- [PASSAGE PROVIDED]:
Note: This is a review of the English language version of the series. As such, any discrepancies between it and the original Japanese script will not be taken into account unless I feel it is necessary.
Normally, when I review an anime series or movie, I judge each series by the same general merits, as any story should be able to provide an excellent level of entertainment regardless of length, genre, or intended audience. However, there is one demographic that this rule changes for, and that would be for shows aimed at a child audience. Of course it would be ridiculous to rate the quality of a kids' show the same way I would rate Cowboy Bebop or The Wind Rises, so, rather than rate it solely on its storytelling and animation, I've instead approached it from a different angle: if I were to have a kid in the future, is this something that I would want him or her to grow up watching?
As I brainstormed what I thought were the most important elements of a preferred TV show for my possible future child, the first thing that came to my mind was some sort of lesson or message that he or she can take away from the series, and in that regard, Digimon Adventure is almost always on the ball. The show is practically built upon lessons regarding friendship, hard work, kindness, and learning to see the perspectives of others, all of which are invaluable lessons for a growing child to learn. That being said, there were certain times where it felt like it was laying it on too thick, such as a line early in the series where an evil Digimon says "I can't believe they've already learned the power of teamwork," though this may just be the fact that I'm viewing this as an adult and I'm fully aware of the lessons that it's teaching. In the end, the lesson itself is still powerful despite its extremely direct method of conveying it.
While Digimon could have simply stopped there, it also goes on to tackle a lot of problems that children might have in their daily lives, some of which end up going a lot deeper than you would expect. Topics like divorce, parent-child relationships, and much more are explored just enough to be able to relate to children in similar circumstances, but not so much that it beats you over the head with it and burdens the actual story; in fact, it often becomes an integral part of the story and pulls it off rather well, and for a series whose primary purpose was to serve as a marketing platform for merchandise, that's an astounding feat.
Apart from the lessons it teaches, I feel that it's also important to understand what my future child would want from this series, and the answer for that is quite clear: a vast, open world to explore and discover that's filled with a variety of colorful characters and creatures to interact with, and Digimon has that in droves. From the expansive Digital World to the hundreds of different Digimon to meet, this series is a child's proverbial dreamland. Additionally, another, more subtle element that adds to a child's viewing experience is the sense of independence. Alongside other kids' anime like Pokémon, Digimon places its characters in a position where they are living and fighting independently of their parents, and this sense of freedom is highly valued by its target audience. However, that isn't to say that the parents are shunned altogether. In fact, the main children's parents seem to serve as an emotional core and drive for them; they want to grow strong enough to be able to protect the ones they love, which also ends up serving as yet another underlying message to be taught. Finally, of course, when designing a show for kids, you can't forget the action as well, and there's a heavy load of the stuff throughout the series to keep the kids entertained when the story elements die down a bit.

- [DATASET CONTENT]:
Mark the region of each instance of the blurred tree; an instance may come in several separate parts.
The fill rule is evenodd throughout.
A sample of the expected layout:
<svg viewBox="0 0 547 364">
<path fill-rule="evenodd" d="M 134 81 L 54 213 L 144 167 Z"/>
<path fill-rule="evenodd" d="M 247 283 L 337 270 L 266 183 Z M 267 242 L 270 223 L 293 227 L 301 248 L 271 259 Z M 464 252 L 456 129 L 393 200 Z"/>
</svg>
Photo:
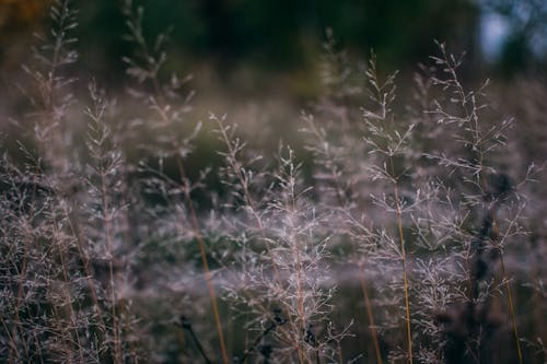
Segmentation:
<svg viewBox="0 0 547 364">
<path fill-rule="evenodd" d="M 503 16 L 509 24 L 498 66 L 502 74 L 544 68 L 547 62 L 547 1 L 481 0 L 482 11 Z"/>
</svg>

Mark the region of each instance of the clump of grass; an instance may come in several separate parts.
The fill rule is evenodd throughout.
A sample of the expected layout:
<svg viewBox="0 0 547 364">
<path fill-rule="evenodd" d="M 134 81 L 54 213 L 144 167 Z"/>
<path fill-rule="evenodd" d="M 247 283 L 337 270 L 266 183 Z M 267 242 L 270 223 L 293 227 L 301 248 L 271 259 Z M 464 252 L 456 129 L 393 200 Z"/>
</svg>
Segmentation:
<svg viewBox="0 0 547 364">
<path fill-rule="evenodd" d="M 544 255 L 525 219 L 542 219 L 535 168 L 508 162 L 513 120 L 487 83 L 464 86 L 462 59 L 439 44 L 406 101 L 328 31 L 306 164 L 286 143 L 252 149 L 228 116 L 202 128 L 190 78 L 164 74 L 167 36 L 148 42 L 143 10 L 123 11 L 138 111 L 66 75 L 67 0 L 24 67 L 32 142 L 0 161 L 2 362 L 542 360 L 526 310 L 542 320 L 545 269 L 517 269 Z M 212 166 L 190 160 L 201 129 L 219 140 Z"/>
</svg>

---

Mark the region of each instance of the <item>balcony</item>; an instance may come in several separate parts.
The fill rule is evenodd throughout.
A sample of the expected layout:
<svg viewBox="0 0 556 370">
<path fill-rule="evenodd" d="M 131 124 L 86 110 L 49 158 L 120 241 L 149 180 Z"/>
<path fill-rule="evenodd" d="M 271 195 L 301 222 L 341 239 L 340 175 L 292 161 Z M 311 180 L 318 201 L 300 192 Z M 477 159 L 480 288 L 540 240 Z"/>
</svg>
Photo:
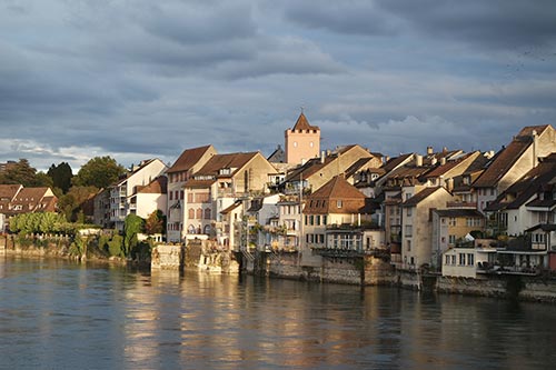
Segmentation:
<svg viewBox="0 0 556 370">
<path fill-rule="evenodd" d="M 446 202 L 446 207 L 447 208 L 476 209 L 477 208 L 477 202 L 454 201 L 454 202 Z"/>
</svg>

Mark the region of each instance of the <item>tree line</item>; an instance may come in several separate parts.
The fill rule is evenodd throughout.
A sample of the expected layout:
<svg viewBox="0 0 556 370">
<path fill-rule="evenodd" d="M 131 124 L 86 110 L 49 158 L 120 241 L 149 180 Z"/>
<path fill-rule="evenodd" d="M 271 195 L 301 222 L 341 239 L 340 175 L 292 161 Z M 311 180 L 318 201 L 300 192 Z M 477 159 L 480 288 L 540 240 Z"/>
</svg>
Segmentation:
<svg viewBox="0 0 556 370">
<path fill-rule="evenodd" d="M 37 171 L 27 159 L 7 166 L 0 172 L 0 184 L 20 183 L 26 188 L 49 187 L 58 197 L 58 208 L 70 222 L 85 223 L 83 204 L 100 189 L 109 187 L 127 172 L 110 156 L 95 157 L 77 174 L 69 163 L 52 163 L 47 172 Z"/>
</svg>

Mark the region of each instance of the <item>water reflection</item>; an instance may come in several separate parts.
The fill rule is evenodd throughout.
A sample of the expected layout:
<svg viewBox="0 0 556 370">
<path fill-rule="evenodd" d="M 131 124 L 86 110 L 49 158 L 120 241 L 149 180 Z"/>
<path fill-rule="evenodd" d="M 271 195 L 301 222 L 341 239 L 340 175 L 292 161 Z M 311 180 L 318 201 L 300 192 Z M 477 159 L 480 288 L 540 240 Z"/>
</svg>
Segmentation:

- [YOUR TASK]: Render this sentence from the Digimon Adventure review in Spanish: "However, that isn't to say that the parents are shunned altogether."

- [EXERCISE OUTPUT]: Sin embargo, eso no quiere decir que los padres sean rechazados por completo.